[Aim of the exercise]:
Reproduce the listing below line for line, keeping every word, number, and punctuation mark unchanged. Leave the picture out of your answer.

********************

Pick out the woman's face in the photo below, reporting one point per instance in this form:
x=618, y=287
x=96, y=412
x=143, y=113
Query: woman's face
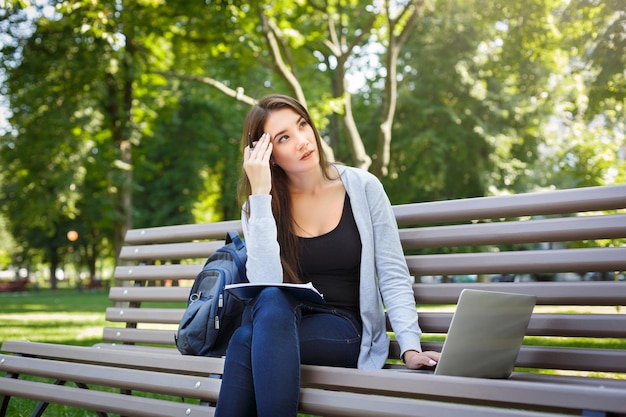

********************

[Result]:
Pick out the woman's face in the photo below, reporting one point per instance in this form:
x=618, y=287
x=96, y=412
x=143, y=113
Query: woman's face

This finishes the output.